**Things to do:**
1. Please list each point Steve Niemitz raises in the quoted message of the BigQueryIO.Read thread, one per line.
2. Carry on the BigQueryIO.Read thread from the point where it stops.

**Document extract:**
** begin **

Re: Understanding BigQueryIO.Read performance and options

Eugene Kirpichov Thu, 14 Sep 2017 13:38:16 -0700

On Thu, Sep 14, 2017 at 1:10 PM Steve Niemitz <[email protected]> wrote:


> I spent a little time trying to refactor it yesterday, but ran into a
> couple tricky points:
>
> - The BigQuerySource implementation's non-split version (mentioned above)
> doesn't read from avro files and this would be pretty difficult to "fake"
> into GenericRecords.  It sounds like this could just be dropped completely
> from what was mentioned previously though.
>
Agreed. This would be a very welcome contribution.


>
> - A user-provided SerializableFunction<GenericRecord, T> seems like the a
> good route to providing an extension point (which could be passed directly
> to the AvroSource used to read the files), but a) goes against the
> PTransform style guide, and b) is tricky to shoehorn into the current
> implementation, due to the existing tight coupling of the GenericRecord ->
> TableRow transform and the rest of BigQuerySource.
>
If we create a version of BigQueryIO that goes through GenericRecord, then
providing a SerializableFunction<GenericRecord, T> will be reasonable, and
not against the PT Style Guide, because GenericRecord is not encodable
unless you know the schema, which in case of reading from BigQuery you
don't.


>
> - I feel like the ideal solution would really be to provide a coder for
> GenericRecord, and allow anyone to hook up a MapElements to the output of a
> BigQueryIO that produces them.  However, the fact that GenericRecord
> bundles the avro schema along with the object means every record serialized
> would need to also include the full schema.  I was playing around with ways
> to possibly memoize the schema so it doesn't need to be serialized for each
> record, but I'm not familiar enough with the guarantees a Coder is provided
> to know if its safe to do.
>
I suggest to not spend time looking in this direction - I think it's
impossible to provide a Coder for GenericRecord with the current Coder API
[changing the Coder API may be possible, but it would be a huge
undertaking]. A SerializableFunction is a reasonable way to go.

** end **

(A run of records)
** begin **

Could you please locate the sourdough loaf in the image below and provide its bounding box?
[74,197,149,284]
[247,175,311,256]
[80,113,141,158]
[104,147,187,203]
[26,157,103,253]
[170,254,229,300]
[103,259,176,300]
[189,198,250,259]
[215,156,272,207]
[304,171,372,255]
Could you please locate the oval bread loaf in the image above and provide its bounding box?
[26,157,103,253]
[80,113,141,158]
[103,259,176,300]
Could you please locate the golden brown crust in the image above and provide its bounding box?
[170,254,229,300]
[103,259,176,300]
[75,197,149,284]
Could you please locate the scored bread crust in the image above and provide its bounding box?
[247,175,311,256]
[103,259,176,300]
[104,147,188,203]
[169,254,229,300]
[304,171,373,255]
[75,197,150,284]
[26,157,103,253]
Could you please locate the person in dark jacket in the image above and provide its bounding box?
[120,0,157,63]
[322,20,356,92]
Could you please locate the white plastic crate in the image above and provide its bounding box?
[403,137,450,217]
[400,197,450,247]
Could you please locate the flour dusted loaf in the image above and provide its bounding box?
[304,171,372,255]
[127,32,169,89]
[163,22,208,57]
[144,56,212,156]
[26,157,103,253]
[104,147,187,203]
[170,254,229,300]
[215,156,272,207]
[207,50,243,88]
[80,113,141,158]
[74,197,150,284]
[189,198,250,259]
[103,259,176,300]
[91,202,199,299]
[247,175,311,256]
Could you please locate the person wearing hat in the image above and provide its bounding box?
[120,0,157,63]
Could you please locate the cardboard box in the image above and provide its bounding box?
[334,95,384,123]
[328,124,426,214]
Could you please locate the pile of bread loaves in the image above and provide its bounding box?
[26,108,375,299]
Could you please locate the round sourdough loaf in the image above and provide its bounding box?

** end **

**Responses for each task:**
1.
- The non-split version of the BigQuerySource implementation doesn't read from Avro files, so it would be hard to "fake" into GenericRecords.
- A user-provided SerializableFunction<GenericRecord, T> could serve as an extension point, but it goes against the PTransform style guide and is tricky to fit into the current implementation because the GenericRecord -> TableRow transform is tightly coupled to the rest of BigQuerySource.
- The ideal solution might be a coder for GenericRecord, but since GenericRecord bundles the Avro schema with the object, every serialized record would also carry the full schema unless the schema could somehow be memoized.

2.
>
> I hope to have something concrete soon as an example, but in the mean time
> I'm interested to hear other people's thoughts on the above.
>
>
> On Thu, Sep 14, 2017 at 3:29 PM, Eugene Kirpichov <
> [email protected]> wrote:
>
> > Oh, I see what you mean. Yeah, I agree that having BigQueryIO use
> TableRow
> > as the native format was a suboptimal decision in retrospect, and I agree
> > that it would be reasonable to provide ability to go through Avro
> > GenericRecord instead. I'm just not sure how to provide it in an
> > API-compatible way - that would be particularly challenging since
> > BigQueryIO is a beast in terms of amount of code and intermediate
> > transforms involved. But if you have ideas, they would be welcome.
> >
> > On Sat, Sep 9, 2017 at 11:18 AM Steve Niemitz <[email protected]>
> wrote:
> >
> > > Ah that makes sense wrt splitting, but is indeed confusing!  Thanks for
> > the
> > > explanation. :)
> > >
> > > wrt native types and TableRow, I understand your point, but could also
> > > argue that the raw avro records are just as "native" to the BigQuery
> > > connector as the TableRow JSON objects, since both are directly exposed
> > by
> > > BigQuery.
> > >
> > > Maybe my use-case is more specialized, but I already have a good amount
> > of
> > > code that I used pre-Beam to process BigQuery avro extract files, and
> > avro
> > > is significantly smaller and more performant than JSON, which is why
> I'm
> > > using it rather than just using TableRows.
> > >
> > > In any case, if there's no desire for such a feature I can always
> > replicate
> > > the functionality of BigQueryIO in my own codebase, so it's not a big
> > deal,
> > > it just seems like a feature that would be useful for other people as
> > well.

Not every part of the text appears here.